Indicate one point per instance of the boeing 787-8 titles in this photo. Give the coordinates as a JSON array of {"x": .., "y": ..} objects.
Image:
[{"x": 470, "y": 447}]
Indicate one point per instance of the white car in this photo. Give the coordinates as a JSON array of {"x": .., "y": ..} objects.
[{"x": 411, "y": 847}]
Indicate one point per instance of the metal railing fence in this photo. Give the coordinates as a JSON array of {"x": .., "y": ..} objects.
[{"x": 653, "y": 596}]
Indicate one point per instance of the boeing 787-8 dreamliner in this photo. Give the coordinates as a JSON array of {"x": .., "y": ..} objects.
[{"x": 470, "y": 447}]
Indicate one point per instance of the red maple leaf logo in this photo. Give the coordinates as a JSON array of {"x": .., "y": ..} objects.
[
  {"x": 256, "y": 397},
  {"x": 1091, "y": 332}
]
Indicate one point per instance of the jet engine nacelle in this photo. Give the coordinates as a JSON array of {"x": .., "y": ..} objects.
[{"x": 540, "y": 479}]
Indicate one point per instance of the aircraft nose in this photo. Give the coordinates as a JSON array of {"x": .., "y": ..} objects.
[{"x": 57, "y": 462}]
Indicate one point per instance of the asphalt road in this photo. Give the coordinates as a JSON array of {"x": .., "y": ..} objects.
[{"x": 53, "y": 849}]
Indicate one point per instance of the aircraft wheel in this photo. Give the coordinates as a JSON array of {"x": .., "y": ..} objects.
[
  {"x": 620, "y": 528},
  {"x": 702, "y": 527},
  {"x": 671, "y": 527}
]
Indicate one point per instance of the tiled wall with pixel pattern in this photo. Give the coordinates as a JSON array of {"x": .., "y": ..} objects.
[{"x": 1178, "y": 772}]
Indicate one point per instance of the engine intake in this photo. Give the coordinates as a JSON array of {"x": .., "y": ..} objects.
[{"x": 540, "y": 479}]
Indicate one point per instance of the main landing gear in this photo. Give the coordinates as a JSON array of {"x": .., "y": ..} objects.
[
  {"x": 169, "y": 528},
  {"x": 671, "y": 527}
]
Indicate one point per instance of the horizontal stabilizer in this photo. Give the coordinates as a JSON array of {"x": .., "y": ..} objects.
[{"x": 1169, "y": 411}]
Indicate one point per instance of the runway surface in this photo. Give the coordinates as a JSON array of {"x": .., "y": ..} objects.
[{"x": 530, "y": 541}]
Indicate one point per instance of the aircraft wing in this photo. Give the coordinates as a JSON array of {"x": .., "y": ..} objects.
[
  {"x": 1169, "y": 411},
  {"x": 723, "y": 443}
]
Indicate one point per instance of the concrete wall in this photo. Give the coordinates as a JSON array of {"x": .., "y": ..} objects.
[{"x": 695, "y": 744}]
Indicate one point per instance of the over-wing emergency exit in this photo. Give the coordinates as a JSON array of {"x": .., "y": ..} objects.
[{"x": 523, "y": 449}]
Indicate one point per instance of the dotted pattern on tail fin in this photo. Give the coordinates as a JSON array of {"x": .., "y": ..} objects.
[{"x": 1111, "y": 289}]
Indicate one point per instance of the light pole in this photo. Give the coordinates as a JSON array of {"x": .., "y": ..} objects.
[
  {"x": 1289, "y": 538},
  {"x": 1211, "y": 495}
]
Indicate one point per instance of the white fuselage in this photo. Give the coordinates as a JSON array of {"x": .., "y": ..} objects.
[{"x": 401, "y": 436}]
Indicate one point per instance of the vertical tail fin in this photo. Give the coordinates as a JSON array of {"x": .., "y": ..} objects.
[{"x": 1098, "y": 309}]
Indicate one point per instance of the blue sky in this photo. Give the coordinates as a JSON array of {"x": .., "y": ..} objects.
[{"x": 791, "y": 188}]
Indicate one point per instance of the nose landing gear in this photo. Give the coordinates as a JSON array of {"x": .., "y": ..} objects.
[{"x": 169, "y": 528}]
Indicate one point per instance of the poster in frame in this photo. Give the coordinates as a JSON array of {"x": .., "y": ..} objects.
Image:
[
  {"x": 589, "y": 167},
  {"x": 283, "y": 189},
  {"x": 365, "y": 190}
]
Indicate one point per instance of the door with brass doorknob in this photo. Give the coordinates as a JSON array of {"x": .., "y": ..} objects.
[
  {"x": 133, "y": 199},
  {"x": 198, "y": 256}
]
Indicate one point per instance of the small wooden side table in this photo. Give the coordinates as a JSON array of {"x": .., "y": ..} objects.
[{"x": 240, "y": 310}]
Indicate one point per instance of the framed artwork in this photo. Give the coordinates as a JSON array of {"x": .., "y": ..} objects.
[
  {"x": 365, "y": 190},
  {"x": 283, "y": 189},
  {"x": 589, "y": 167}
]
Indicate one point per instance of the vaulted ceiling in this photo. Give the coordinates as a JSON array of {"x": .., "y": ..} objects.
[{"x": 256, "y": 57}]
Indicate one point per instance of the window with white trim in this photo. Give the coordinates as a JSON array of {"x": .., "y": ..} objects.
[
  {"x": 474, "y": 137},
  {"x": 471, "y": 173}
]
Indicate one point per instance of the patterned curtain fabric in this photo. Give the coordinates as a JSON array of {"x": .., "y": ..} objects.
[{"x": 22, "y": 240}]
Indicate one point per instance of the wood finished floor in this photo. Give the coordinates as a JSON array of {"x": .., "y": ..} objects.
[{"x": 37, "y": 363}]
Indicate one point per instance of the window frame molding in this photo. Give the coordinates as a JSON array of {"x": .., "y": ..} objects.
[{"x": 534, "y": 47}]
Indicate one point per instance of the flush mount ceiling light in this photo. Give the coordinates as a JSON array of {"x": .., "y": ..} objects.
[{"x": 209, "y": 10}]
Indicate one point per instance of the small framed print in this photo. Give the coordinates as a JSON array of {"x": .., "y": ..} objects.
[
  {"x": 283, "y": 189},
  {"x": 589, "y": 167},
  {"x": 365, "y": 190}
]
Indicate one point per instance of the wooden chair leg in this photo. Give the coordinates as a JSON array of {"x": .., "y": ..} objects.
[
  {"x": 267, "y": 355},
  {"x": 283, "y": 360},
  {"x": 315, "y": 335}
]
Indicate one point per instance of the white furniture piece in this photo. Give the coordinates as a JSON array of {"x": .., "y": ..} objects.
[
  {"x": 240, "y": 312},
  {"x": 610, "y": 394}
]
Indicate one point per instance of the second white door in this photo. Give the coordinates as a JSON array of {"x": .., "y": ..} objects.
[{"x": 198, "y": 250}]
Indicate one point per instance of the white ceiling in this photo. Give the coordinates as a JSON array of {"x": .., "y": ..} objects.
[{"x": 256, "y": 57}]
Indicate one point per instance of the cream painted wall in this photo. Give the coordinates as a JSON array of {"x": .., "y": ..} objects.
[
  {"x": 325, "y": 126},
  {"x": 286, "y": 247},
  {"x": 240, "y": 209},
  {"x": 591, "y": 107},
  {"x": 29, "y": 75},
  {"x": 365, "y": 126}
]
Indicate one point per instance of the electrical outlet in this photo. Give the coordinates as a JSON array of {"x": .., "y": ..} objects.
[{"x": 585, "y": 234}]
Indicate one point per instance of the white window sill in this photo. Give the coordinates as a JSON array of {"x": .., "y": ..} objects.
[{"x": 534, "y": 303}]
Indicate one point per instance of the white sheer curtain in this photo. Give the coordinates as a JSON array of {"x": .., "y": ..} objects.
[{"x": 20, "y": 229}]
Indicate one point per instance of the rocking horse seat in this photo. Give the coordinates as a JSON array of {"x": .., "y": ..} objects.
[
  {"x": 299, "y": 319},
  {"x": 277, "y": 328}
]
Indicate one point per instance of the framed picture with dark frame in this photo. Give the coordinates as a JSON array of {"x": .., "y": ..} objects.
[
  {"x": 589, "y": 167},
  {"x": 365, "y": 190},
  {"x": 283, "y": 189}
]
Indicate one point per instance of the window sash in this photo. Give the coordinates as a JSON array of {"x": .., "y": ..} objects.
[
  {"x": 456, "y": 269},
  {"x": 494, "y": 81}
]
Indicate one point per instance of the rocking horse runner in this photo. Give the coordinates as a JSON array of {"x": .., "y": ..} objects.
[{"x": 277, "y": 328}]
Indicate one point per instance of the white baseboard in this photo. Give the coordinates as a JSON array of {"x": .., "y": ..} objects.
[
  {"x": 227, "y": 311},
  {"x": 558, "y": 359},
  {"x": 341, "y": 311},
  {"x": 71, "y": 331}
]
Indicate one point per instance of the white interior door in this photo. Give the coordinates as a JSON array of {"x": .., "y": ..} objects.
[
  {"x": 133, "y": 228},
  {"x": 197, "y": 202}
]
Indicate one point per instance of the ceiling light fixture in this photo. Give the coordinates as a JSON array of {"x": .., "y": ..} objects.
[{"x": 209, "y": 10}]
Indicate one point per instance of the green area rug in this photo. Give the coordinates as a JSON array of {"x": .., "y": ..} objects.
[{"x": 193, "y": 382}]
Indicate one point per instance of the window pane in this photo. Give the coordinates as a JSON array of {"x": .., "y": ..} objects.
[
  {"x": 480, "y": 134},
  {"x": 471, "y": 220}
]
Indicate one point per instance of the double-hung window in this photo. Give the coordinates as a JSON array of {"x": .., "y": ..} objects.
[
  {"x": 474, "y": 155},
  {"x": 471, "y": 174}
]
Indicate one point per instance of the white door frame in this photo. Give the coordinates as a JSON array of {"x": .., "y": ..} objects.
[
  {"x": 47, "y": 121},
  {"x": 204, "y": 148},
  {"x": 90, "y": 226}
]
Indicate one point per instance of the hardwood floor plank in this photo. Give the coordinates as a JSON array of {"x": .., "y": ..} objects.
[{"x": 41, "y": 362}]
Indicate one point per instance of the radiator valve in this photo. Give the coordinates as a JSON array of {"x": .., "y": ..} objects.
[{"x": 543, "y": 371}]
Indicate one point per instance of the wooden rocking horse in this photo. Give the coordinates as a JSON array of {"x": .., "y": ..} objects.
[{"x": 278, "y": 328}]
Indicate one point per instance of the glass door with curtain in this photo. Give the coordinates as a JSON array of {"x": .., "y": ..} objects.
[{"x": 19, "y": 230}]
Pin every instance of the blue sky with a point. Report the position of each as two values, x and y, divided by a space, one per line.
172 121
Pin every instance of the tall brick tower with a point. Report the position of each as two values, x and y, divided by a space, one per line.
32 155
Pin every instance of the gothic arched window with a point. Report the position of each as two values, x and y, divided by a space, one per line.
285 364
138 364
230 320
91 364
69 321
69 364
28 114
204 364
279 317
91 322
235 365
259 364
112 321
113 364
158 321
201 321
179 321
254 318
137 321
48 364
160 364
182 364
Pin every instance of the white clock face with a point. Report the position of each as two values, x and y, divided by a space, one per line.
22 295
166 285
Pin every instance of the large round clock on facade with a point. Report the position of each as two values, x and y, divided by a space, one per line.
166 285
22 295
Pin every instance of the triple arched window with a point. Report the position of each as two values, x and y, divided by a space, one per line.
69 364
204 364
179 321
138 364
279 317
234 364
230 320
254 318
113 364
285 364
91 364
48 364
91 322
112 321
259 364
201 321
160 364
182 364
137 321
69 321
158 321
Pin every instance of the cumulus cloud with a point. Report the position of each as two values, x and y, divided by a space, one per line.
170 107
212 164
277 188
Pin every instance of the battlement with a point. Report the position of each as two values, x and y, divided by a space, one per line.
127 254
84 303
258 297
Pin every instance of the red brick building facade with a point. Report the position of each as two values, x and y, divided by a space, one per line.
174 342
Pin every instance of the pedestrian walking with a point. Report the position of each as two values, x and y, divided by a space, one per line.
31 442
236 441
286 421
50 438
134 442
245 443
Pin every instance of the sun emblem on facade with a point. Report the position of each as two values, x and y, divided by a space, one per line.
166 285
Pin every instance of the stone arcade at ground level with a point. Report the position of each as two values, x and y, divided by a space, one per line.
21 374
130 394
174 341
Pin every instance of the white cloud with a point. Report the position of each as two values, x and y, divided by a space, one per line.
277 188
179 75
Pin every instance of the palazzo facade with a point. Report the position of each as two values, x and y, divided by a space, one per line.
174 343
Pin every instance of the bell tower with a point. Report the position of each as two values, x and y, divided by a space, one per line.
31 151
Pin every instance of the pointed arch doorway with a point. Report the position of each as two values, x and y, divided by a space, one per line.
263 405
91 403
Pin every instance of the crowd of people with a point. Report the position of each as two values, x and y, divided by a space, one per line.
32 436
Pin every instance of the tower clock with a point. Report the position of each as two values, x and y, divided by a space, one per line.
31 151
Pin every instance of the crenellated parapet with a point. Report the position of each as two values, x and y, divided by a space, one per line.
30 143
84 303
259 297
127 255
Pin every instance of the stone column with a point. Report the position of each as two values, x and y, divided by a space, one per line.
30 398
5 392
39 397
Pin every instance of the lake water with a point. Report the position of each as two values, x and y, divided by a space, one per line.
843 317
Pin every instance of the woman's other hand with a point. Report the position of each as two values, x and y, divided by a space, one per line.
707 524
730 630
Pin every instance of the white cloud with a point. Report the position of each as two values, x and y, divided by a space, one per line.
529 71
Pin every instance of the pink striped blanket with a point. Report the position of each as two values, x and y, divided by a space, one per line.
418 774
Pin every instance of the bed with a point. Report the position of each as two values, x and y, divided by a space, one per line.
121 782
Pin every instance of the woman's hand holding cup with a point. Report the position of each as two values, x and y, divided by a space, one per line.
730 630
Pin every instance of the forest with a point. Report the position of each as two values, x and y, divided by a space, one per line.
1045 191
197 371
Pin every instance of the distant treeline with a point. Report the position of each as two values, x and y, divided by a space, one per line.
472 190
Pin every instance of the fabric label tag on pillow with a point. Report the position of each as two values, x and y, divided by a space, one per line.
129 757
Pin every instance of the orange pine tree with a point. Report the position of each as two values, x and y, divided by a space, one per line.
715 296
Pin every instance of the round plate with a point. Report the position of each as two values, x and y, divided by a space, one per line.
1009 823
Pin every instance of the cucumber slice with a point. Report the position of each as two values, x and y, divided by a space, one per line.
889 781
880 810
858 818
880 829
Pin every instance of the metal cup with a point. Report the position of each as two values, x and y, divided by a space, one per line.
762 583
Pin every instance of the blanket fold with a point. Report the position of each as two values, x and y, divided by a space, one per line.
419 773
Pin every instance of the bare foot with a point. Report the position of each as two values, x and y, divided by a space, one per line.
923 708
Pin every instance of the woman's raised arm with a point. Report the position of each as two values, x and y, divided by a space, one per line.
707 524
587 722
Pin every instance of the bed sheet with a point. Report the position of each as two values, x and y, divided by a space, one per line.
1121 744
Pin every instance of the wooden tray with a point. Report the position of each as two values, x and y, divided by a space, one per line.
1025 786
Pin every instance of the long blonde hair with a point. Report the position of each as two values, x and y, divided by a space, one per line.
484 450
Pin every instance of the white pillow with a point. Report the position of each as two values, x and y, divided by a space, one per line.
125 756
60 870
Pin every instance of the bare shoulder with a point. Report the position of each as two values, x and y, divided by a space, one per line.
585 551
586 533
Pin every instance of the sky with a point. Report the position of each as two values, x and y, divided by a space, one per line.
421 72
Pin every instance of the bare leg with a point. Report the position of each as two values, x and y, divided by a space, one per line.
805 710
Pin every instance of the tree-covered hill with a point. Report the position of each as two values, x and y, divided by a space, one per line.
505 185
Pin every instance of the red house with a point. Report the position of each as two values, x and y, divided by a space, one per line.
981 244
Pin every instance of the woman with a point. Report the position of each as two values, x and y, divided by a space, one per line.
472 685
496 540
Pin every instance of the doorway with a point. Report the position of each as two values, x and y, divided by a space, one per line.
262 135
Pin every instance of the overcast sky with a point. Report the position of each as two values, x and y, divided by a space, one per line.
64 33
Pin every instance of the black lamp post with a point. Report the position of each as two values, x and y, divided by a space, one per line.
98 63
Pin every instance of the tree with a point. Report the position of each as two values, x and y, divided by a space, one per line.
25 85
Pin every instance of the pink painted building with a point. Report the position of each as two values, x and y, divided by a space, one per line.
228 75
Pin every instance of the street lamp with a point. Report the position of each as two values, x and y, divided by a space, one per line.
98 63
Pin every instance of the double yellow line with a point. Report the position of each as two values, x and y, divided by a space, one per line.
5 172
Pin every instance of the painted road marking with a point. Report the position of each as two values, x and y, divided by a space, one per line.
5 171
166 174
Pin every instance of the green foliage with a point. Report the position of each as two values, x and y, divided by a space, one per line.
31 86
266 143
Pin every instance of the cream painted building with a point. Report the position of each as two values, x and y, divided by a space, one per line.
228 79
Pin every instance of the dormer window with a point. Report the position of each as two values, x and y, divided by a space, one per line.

◆ Instructions to follow
Set down, unchanged, the line that contains "Pin every instance of the red house" together with every later line in the records, through the last one.

◆ Reply
Pin every instance of the red house with a point. Report the position of each as two values, x and y, divided by a space, one per line.
981 244
Pin every instance of the woman with a point. Report the position of each as two values, x and y, divided by a space, one per line.
472 685
496 540
Pin every instance of the doorway with a point. Report the position of each as two values, x and y, divided by a space, one per line.
262 135
Pin every instance of the overcast sky with a point. Report the position of each as two values, x and y, divided by a space, one per line.
64 33
Pin every instance of the black lamp post with a point. Report the position of each as two values, x and y, divided by a space, one per line.
98 63
Pin every instance of the tree with a point. Report the position of each as two values, x and y, divided by a space, one per line.
25 85
Pin every instance of the pink painted building with a point. Report the position of each as two values, x and y, divided by a space, one per line.
228 75
Pin every instance of the street lamp with a point. Report the position of each as two values, x and y, divided by a space, one per line.
98 63
Pin every instance of the double yellow line with a point. Report the position of each as two values, x and y, divided by a space, one per line.
5 172
Pin every instance of the painted road marking with a point. Report the position of each as two values, x and y, divided by a space, one per line.
5 171
166 174
Pin every instance of the green foliage with a point. Report the position of each as two values, x and y, divided by a space, one per line.
31 86
266 143
Pin every instance of the cream painted building with a point. Report the position of each as two values, x and y, divided by a space, one per line.
228 79
Pin every instance of the dormer window with a point. Report the position of each as two values, x and y, divided by a space, one per line.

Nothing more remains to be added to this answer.